_PROBLEM TO SOLVE_
Rewrite every one of the entries below, replacing "Place a dot" with "Put a mark" and leaving all other wording as it is. Leave the pictures out of your answer.
══ SUPPLIED RECORDS ══
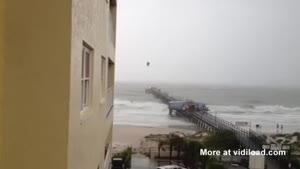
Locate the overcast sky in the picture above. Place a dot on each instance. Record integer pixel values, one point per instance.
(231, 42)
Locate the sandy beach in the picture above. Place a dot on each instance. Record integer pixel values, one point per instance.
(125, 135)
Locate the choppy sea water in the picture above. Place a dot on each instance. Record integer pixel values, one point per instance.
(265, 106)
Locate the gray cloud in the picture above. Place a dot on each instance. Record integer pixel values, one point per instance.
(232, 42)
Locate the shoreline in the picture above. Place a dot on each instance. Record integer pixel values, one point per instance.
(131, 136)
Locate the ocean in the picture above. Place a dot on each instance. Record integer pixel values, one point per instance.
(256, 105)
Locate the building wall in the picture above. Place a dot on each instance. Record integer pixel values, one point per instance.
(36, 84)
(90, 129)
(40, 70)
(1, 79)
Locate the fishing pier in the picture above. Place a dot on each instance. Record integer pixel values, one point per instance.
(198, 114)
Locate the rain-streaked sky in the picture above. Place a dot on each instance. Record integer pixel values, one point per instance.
═══
_SOLVED EXERCISE_
Locate the overcast sky in the picture above. Put a mark on each instance. Record integer pixel values, one point per instance.
(231, 42)
Locate the sandy beach in the picture above. Put a mark on each instance. Record integer pixel values, one point per instance.
(125, 135)
Locate the choppy sea water in the picture above. Put a mark on each instance. Record integer pixel values, one point per instance.
(265, 106)
Locate the gray cloud in the picture above. Put a mark on each instance. Record integer pixel values, one point per instance.
(232, 42)
Locate the shoreline in the picture above. Put a mark on each instance. Record integer pixel values, one point per instance.
(131, 136)
Locate the ocean in the picture above. Put a mark on each instance. Record integer pixel values, one point per instance.
(256, 105)
Locate the building wall in the picture above. Put a mark on each instance. Record integer pixel values, one point per instance.
(36, 84)
(90, 129)
(40, 70)
(1, 79)
Locate the fishing pier in the picture above. Put a mark on each instance. Record integer pixel values, one point per instance.
(198, 114)
Locate the rain-streaked sky in the picture above. Put a mark on each instance. Record integer pixel values, one point per instance.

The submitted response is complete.